▶ _TRY IT_
Word for word, copy out every line of the records, omitting each picture.

(Collection entries)
┌────────

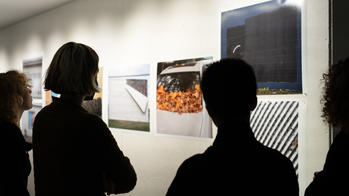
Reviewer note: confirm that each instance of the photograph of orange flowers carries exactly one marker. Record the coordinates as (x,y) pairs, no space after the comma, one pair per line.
(179,105)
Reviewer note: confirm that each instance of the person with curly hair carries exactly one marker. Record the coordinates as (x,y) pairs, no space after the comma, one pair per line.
(15,98)
(335,111)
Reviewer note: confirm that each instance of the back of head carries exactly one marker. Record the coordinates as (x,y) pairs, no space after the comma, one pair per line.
(336,94)
(12,87)
(229,87)
(73,70)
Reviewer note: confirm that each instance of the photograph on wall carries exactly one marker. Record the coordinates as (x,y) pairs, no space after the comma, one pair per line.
(267,36)
(275,123)
(32,69)
(128,106)
(27,121)
(94,106)
(180,107)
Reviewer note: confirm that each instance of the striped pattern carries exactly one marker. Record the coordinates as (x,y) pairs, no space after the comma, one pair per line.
(275,124)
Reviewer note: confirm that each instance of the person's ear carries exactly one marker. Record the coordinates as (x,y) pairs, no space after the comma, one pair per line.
(253,104)
(20,100)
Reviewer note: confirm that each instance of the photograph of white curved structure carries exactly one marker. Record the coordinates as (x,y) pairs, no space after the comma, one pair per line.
(128,106)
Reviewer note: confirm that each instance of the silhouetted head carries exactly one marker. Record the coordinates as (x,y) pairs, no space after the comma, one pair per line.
(336,94)
(229,90)
(15,96)
(73,70)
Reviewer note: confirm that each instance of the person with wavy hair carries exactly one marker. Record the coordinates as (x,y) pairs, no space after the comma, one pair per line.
(15,98)
(74,151)
(335,111)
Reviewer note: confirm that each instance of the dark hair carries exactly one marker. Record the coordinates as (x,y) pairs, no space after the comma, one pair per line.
(229,85)
(336,94)
(12,88)
(73,70)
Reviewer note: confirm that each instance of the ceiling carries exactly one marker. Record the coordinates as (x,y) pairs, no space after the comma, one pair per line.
(13,11)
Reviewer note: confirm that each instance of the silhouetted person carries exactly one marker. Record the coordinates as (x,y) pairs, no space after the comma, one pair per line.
(74,151)
(333,179)
(236,163)
(15,98)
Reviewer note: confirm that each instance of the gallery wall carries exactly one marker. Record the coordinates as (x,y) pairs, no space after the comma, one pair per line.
(125,32)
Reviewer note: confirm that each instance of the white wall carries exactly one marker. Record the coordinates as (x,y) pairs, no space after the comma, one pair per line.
(150,31)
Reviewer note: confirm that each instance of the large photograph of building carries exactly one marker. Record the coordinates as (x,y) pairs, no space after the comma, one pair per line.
(267,36)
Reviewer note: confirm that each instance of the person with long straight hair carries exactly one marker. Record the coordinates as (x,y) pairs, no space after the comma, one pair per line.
(15,98)
(74,151)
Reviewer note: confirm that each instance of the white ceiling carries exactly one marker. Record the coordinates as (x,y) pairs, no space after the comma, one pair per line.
(13,11)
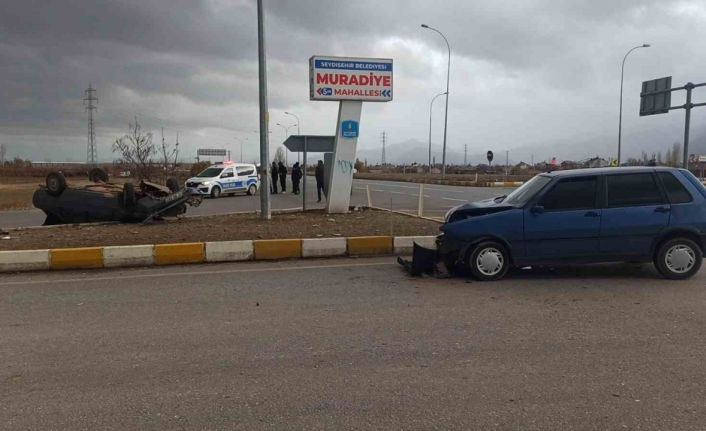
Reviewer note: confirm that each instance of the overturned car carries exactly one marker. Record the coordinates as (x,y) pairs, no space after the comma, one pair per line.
(105,201)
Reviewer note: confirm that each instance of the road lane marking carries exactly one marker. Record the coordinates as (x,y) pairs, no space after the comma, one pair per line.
(196,273)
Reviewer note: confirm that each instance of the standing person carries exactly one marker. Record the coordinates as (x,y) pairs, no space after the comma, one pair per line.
(296,177)
(274,176)
(319,173)
(283,176)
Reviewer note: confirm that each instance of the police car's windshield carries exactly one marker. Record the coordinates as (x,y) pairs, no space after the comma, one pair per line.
(523,194)
(210,173)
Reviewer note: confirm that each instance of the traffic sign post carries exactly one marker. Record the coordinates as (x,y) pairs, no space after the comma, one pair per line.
(655,98)
(350,81)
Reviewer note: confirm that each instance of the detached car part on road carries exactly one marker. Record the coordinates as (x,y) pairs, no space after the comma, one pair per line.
(577,216)
(104,201)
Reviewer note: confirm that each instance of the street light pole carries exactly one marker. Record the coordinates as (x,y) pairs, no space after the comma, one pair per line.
(286,135)
(240,141)
(446,113)
(622,73)
(431,105)
(298,133)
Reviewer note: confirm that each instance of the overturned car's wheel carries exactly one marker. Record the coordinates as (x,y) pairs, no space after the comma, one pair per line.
(489,261)
(128,197)
(98,175)
(56,183)
(51,220)
(173,185)
(678,259)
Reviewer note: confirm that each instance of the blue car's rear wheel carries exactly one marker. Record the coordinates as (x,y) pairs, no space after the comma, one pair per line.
(678,259)
(488,261)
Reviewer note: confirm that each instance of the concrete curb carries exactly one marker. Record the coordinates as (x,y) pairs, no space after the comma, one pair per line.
(24,260)
(199,252)
(505,184)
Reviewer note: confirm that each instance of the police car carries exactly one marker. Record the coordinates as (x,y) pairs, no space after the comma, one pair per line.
(224,178)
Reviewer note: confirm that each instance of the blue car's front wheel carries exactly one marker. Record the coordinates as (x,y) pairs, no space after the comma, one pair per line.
(488,261)
(678,258)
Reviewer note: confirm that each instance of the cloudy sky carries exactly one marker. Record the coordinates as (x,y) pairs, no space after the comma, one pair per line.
(536,75)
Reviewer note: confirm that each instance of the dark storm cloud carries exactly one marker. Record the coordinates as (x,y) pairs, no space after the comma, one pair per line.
(550,66)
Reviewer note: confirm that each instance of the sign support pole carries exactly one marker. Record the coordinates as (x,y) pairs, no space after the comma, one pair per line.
(304,178)
(265,213)
(339,191)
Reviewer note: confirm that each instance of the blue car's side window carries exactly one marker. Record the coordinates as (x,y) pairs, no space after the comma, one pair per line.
(625,190)
(676,193)
(571,194)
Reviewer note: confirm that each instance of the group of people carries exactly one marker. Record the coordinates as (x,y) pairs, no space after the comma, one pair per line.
(279,172)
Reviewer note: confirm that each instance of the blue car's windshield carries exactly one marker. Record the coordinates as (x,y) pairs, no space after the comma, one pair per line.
(524,193)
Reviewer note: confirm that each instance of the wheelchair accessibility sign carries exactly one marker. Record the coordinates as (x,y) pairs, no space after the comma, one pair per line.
(349,129)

└────────

▶ _RESPONSE FOR THIS EXERCISE_
Reviewer note: confirm that each instance of the photograph of orange flowers carries exactly one marker. Record the coordinates as (x,y) pairs, no space after the comma, one pair per line.
(179,105)
Reviewer note: confirm that each instance of the person with curly hair carries exactly one marker. Record the coordinates as (x,y) pairs, no space after the comma, one pair per line.
(15,98)
(335,111)
Reviewer note: confirm that each instance of the back of head carries exactly one marker. Record the coordinates as (x,y) pairs, no space after the comma, one pair per line.
(336,94)
(12,87)
(229,87)
(73,70)
Reviewer note: confirm that each instance of the photograph on wall carries exactly one marker. Record the coordinates as (x,y) pairs, no space after the comma, one pair per line.
(267,36)
(275,123)
(32,69)
(128,106)
(27,121)
(94,106)
(180,107)
Reviewer note: confirm that each instance of the striped pattern carries exactly one marker. Record the coordinates as (x,y) pairs, no space after the comma, one pair per line.
(275,124)
Reviewer note: confirm that each instance of the person's ear carries exactly one marker. Record the coordinates as (x,y) pairs, no space after the comma, one pair per line.
(253,104)
(20,100)
Reviewer note: confirm that each instance of the photograph of white curved structure carries exactly one marker. Record the coordinates as (x,y) pairs, no space after the comma, one pair per line.
(128,106)
Reviewer note: confirm that each instance of the silhouetted head carries exactly one marker. Record the coordinates as (x,y) pairs, no space after the comma, one pair per line.
(336,94)
(229,90)
(15,96)
(73,70)
Reviewer note: confirm that each instance of the person with wavy hair carries exactly one marker. Record the coordinates as (x,y) pairs, no space after the comma, one pair per line.
(15,98)
(74,151)
(335,111)
Reviewer note: confirm that each instance of the dark hair carries exactly one marker. Record the coordinates as (x,y) pairs, no space after the comma, one pair per line.
(229,85)
(336,94)
(12,88)
(73,70)
Reviewer note: confirm that each instance of the ceiling carries exactly one marker. Record the coordinates as (x,y) pairs, no space after the comma, one pair per line.
(13,11)
Reviewer note: confirm that each instance of the silhouetted person carries exactly one marker. Record the coordinates as (x,y) pairs, no space after the comma, one pair per line.
(74,151)
(333,179)
(236,163)
(15,98)
Reviewer note: confirm that each instance of the gallery wall carries exactly one marker. Record the coordinates as (x,y) pairs, no space after the comma, one pair per line.
(125,32)
Reviewer note: confirm that each instance of the white wall carries exactly one marker. Record the coordinates as (x,y) pairs, no space after the comma, one pair per line.
(150,31)
Reviewer note: confirm that each instance of the large photograph of building carries exactly one marker. Record the coordinates as (x,y) pairs, no space after the comma, one pair per line.
(267,36)
Reviewer note: confirm that each instance of the person with long straight hair carries exactly one marker. Record the coordinates as (x,y) pairs, no space after the comma, one pair per line.
(15,98)
(74,151)
Reviewer note: confirm that each instance of the white ceiling carries exactly one marker. Record the coordinates as (x,y) pairs, no space after the comma, one pair per line.
(13,11)
Reviewer note: confirm that each instance of the overturned car carries exactly one marker. Record the coordinates as (x,y) pairs, no space after the comma, one pair per line.
(105,201)
Reviewer note: confirm that each instance of the road lane marking carries exactly one marker. Record the coordinates as (x,y) pairs, no space after the comma, one pair per line.
(196,273)
Reviewer note: confirm that each instance of the standing person carries exactly one marker. Record the coordinates as (x,y) pairs, no space after the comma, one pair per line.
(296,177)
(274,176)
(319,173)
(283,176)
Reviewer note: confirm that each instance of the police car's windshield carries exactly one marker. Record the coordinates as (x,y) pairs, no space after the comma, one pair per line.
(523,194)
(210,173)
Reviewer note: confirm that each instance of the traffic sign post carries exactly one marker. Record the coordinates as (x,y) pairs, no space after the comma, one pair per line.
(655,98)
(350,81)
Reviewer note: confirm that each instance of the detached car part on road carries exactly one marker. Record the coordinates as (x,y) pairs, no space after the comma, one pair per line.
(577,216)
(104,201)
Reviewer note: confirm that each instance of the street light pole carries exactly one marker. Record the coordinates as (x,y) pairs, no space after the comma, one pair per line.
(286,135)
(240,141)
(446,113)
(622,73)
(431,105)
(298,133)
Reviewer note: confirm that each instance of the overturned car's wheel carries exactly one marker. Record the coordinates as (x,y) pairs, no space after the comma, one pair per line.
(489,261)
(128,197)
(98,175)
(56,183)
(51,220)
(173,185)
(678,259)
Reviewer note: confirm that each instance of the blue car's rear wheel carries exactly one marker. Record the coordinates as (x,y) pairs, no space after the comma, one pair per line.
(678,259)
(488,261)
Reviewer note: confirm that each instance of the concrete curb carries exactly one marker. Record the coordinates as (x,y) pairs, no space after the comma, one pair per line.
(24,260)
(199,252)
(505,184)
Reviewer note: confirm that each instance of the police car carries exactly one marker. Record the coordinates as (x,y) pairs, no space after the comma, one pair per line.
(224,178)
Reviewer note: confirm that each instance of the blue car's front wheel carries exactly one marker. Record the coordinates as (x,y) pairs, no space after the comma, one pair per line.
(488,261)
(678,258)
Reviewer note: confirm that each instance of the cloudy sky carries exactly one marker. Record the coordinates as (x,y) pairs, no space after the comma, one pair per line.
(536,75)
Reviewer note: confirm that each instance of the dark storm cloud carries exactly one marker. Record the coordinates as (x,y) pairs, no space after the comma, one pair per line.
(550,66)
Reviewer note: confirm that each instance of the sign support pole carries exactly one marker. Record the coordinates as (x,y) pairs, no space after the comma, one pair per line.
(304,178)
(265,213)
(339,191)
Reviewer note: confirm that each instance of the blue car's side window carries exactly one marker. Record the coordinates as (x,y) pairs, no space after the comma, one pair per line.
(625,190)
(676,193)
(571,194)
Reviewer note: confirm that each instance of the group of people carries exactly one marker. Record the coordinates as (x,y) pairs, no space after the comma, one pair per line.
(279,172)
Reviewer note: confirm that each instance of the blue car's windshield carries exactly one marker. Record the coordinates as (x,y) pairs, no space after the comma, one pair per line.
(524,193)
Reviewer note: confirm that each instance of the wheelchair accessibility sign carries exactly one marker. Record the coordinates as (x,y) pairs, no space after the comma, one pair per line.
(349,129)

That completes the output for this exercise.